What is asked =>
Take the line containing "point: hazy sky" and every line after it in the data below, and print them exactly as given, with nothing else.

┄┄┄┄┄┄

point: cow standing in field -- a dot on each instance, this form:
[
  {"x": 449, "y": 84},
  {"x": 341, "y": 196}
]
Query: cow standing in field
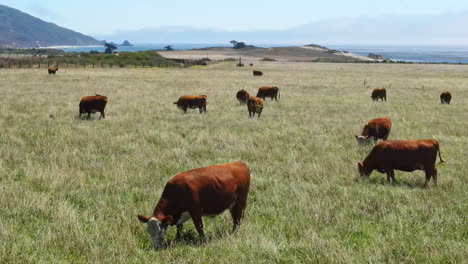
[
  {"x": 377, "y": 128},
  {"x": 268, "y": 91},
  {"x": 255, "y": 105},
  {"x": 52, "y": 70},
  {"x": 379, "y": 94},
  {"x": 242, "y": 96},
  {"x": 404, "y": 155},
  {"x": 201, "y": 192},
  {"x": 93, "y": 104},
  {"x": 445, "y": 98},
  {"x": 192, "y": 102},
  {"x": 257, "y": 73}
]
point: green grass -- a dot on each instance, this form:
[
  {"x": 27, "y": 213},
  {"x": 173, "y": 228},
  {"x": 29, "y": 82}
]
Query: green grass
[{"x": 70, "y": 190}]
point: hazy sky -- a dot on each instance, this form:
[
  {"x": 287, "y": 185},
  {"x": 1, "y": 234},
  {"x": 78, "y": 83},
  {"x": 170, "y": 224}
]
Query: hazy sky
[{"x": 102, "y": 17}]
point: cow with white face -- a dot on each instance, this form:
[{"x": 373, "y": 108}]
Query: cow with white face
[{"x": 201, "y": 192}]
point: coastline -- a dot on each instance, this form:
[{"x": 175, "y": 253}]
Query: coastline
[{"x": 69, "y": 47}]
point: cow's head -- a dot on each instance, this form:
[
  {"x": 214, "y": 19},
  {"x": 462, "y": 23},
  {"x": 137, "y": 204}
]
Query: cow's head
[
  {"x": 156, "y": 228},
  {"x": 363, "y": 171},
  {"x": 362, "y": 140}
]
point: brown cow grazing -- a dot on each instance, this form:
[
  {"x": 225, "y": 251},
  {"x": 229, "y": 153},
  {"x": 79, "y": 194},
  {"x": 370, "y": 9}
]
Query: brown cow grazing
[
  {"x": 192, "y": 102},
  {"x": 377, "y": 128},
  {"x": 53, "y": 70},
  {"x": 379, "y": 94},
  {"x": 242, "y": 96},
  {"x": 93, "y": 104},
  {"x": 445, "y": 97},
  {"x": 255, "y": 105},
  {"x": 268, "y": 91},
  {"x": 201, "y": 192},
  {"x": 258, "y": 73},
  {"x": 404, "y": 155}
]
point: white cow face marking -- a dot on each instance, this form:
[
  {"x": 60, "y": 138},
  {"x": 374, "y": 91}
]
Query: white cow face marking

┄┄┄┄┄┄

Correct output =>
point: hazy sky -- a dot on each instance, this form:
[
  {"x": 287, "y": 185},
  {"x": 1, "y": 234},
  {"x": 78, "y": 83},
  {"x": 170, "y": 224}
]
Query: hazy sky
[{"x": 102, "y": 17}]
point: cow with white face -- a dot on each instance, this form:
[{"x": 373, "y": 108}]
Query: cow with white face
[{"x": 201, "y": 192}]
point: coastline -- a dot on each instance, this form:
[{"x": 175, "y": 253}]
Query: coastline
[{"x": 69, "y": 47}]
point: cow's head -- a dot on each instance, this form:
[
  {"x": 214, "y": 19},
  {"x": 462, "y": 23},
  {"x": 137, "y": 204}
]
Query: cow's head
[
  {"x": 156, "y": 228},
  {"x": 363, "y": 171},
  {"x": 362, "y": 140}
]
point: brown cow grazing -- a dot on each instance, this form:
[
  {"x": 225, "y": 251},
  {"x": 229, "y": 153},
  {"x": 79, "y": 194},
  {"x": 370, "y": 9}
]
Query: brown cow grazing
[
  {"x": 192, "y": 102},
  {"x": 377, "y": 128},
  {"x": 53, "y": 70},
  {"x": 379, "y": 94},
  {"x": 242, "y": 96},
  {"x": 93, "y": 104},
  {"x": 445, "y": 97},
  {"x": 255, "y": 105},
  {"x": 268, "y": 91},
  {"x": 201, "y": 192},
  {"x": 258, "y": 73},
  {"x": 404, "y": 155}
]
point: white cow face marking -- a dot on each instance, this form:
[
  {"x": 60, "y": 138},
  {"x": 374, "y": 91}
]
Query: white cow face marking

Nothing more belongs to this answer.